Stored items
══════════

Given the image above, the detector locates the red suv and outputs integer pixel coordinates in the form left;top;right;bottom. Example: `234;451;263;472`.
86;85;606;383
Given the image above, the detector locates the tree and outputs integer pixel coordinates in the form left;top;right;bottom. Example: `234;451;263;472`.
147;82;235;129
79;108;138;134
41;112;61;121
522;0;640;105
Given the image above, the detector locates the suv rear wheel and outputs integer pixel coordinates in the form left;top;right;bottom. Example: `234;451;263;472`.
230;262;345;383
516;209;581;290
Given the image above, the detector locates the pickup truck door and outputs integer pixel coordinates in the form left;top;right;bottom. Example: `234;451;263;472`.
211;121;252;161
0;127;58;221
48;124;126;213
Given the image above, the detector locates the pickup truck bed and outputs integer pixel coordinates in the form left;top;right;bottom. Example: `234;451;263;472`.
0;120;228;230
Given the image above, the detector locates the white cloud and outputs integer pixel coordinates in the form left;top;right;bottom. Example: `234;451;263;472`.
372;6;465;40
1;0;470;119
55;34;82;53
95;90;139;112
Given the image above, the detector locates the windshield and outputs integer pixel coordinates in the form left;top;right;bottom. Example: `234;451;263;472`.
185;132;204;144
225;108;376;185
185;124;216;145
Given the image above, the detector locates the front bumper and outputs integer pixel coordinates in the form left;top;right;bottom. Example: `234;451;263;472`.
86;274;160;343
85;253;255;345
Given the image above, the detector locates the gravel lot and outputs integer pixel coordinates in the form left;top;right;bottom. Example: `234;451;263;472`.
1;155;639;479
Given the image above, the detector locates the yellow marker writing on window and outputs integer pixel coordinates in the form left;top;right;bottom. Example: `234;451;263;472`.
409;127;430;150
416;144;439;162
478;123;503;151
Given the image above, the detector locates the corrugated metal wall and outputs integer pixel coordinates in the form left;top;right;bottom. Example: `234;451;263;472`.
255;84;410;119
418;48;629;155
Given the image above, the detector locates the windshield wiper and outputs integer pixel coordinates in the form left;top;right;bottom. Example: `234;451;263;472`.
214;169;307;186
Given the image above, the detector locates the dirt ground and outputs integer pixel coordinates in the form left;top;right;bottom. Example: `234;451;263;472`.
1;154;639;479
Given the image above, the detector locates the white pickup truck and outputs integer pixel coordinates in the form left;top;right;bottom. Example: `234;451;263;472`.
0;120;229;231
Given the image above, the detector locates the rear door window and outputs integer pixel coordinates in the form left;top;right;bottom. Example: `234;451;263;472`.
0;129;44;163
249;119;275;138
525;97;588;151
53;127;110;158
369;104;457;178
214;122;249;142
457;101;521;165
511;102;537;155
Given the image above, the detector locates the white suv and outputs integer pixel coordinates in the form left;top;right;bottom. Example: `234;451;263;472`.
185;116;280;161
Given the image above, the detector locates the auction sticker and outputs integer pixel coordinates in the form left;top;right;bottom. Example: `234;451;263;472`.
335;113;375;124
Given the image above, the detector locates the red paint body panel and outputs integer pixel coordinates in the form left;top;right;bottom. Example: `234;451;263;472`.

══════════

● **THE TASK**
Reproduce verbatim only the lines from the one holding "Given the image above, the detector locates the white suv" through the end of the records.

● **REPLY TO THE EXERCISE**
Given the image above, the detector locates the white suv and outputs integer pixel coordinates in the form left;top;right;bottom. Example: `234;451;263;472`.
185;116;280;161
Given the image above, the detector locates the auction sticker and outputs integer pixel coordinates in the form left;top;right;bottom. Example: `234;451;263;472`.
335;113;375;124
Given the image above, the detector locates the red paint body panel and outputs integer pixel coordinates in the form left;top;right;bottom. Example: `234;451;263;472`.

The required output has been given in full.